Sería el doble en caso de que fuese doblador, pero como hay que multiplicarlo por 5 sería la tension de pico por 5 ¿no?.


----------



## Dario Vega (Ago 31, 2006)

En el siguiente circuito (multiplica por 4) sería asi:

1-Semiciclo negativo carga a C1 a un valor pico a través de D1
2-Semiciclo positivo carga a C2 al doble de valor pico a traves de D2 (suma de tensión de entrada más carga de C1)
3-Semiciclo negativo, C1 y la entrada estan en oposición, C3 se carga al doble desde C2 a través de C3
4-Semiciclo positivo,D2 no conduce porque en ambos extremos tiene el mismo potencial (entrada + C1por un lado y C2 al doble por el otro). Asi C4 se cargara al doble del valor pico (por un lado esta la serie de entrada+C1+C3=4Vpico, por el otro C2=2Vpico en oposición, asi C4 queda en 2Vpico)

De esta forma en la salida hay 4 veces la tensión, pero cada capacitor (C2 y C4) esta cargado al doble. El único capacitor que no se carga al doble es C1 que solo se carga a una vez la tensión pico.

Espero que la explicación me haya salido clara, no es fácil cuando hay que escribirlo.

Saludos


----------



## e-lectra (Sep 1, 2006)

Gracias por el documento de multiplicador por 4, me vendrá muy útil, pero a mi lo que realmente me interesa es saber que diodo y condensador debo cojer para hacer el multiplicador por 5 con una tension de 220 V.


----------



## Dario Vega (Sep 1, 2006)

Las tensiones de diodos y capacitores deben ser el doble de la tensión pico más un factor de seguridad (puede ser un 10%). La corriente de los diodos debe soportar la corriente del circuito de carga asi que ese será el valor.
------------------------
Retoma el hilo de foro sobre multiplicadores de tensión después de su última frase y continúalo con la misma voz técnica.

**Información proporcionada**
------------------------
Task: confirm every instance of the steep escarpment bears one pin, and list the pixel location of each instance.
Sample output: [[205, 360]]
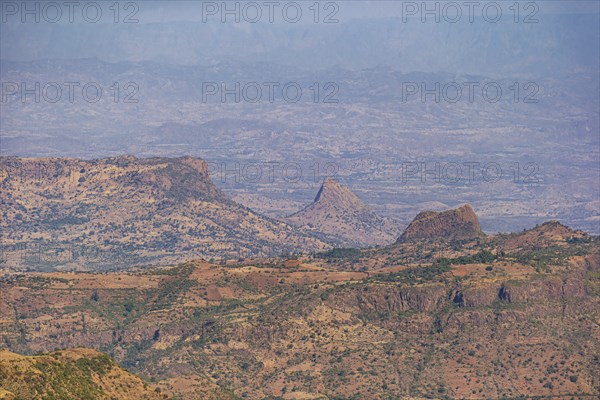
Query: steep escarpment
[[338, 212]]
------------------------
**Resultado de tarea**
El valor de las capacidades depende del ripple que desees tener.
Te adjunto un link con una hoja de cálculo para diseñar multiplicadores y también el link general donde hay información útil sobre ellos.
Espero te sirva
Saludos

http://www.voltagemultipliers.com/other/Multiplier Design.xls

http://www.voltagemultipliers.com/html/multdesign.html


----------



## cesarSM (Oct 12, 2006)

Hola soy nuevo en la comu... quisera saber un poco mas y mi pregunta es que si saben donde puedo encontar un poco de teoria en un multiplicador de tension ya que no tengo bien claro que es lo que se obtiene corriente directa o riso... ya que en algunos libros no le ponen resistencias y en otros si... y sabemos que el rizado se basa en  t=RC eso ...gracias


----------



## tiopepe123 (Oct 13, 2006)

Supongo que te refieres a elevadores de tension por diodos?

Siempre funcionan con corriente alterna ya que es necesario polalizar el diodo en directa para cargar el condensador y en inversa para retener. 
Para conseguir la corriente al terna a veces se debe intercalar un condensador, por ejemplo si utilizas un 555 la tension es de 0V y 5V y eso no funciona, intercalas el condensador y ya estas en alterna.


El funcionamiento es muy sencillo.
Imagina una escalera de madera de mano y unos cubos llenos de agua.

poner el primer cubo de agua al suelo----te agachas y pones el cubo (condensador con carga)  en el primer peldaño, el peldaño impide que se caiga (diodo)-------pones el segundo cubo en el suelo.-------subes el cubo del primer peldaño al segundo-------subes el cubo del suelo al primer peldaño------prepraras otro cubo en el suelo.

Cada peldano representa una subida de tension y cuando llegue al final de la escalera tienes un deposito cilindrico/tubo que es igual de largo que la escalera (condensador final a masa) que tiene la tension  multiplicada por N.


Las resistencias que me comentas si no me equivoco son para compensar las tolerancias de los diodos y condensadores para aplicaciones de alta tension. Poniendo resistencias de elevado valor evitamos que ciertos componentes tengan mayor tension que la que puedan aguantar.

Imaginate que los condensadores o diodos tienen una tolerancia del 50% y la tension nominal es de 1000V, pero con la tolerancia podria ser de solo 500V, pues se podria freir el componente, pero no solo eso sino que ademas el restos de piezas tambien deberian aguantas mas al cortocircuitarse la pieza fundiendo en cadena todo el multiplicador.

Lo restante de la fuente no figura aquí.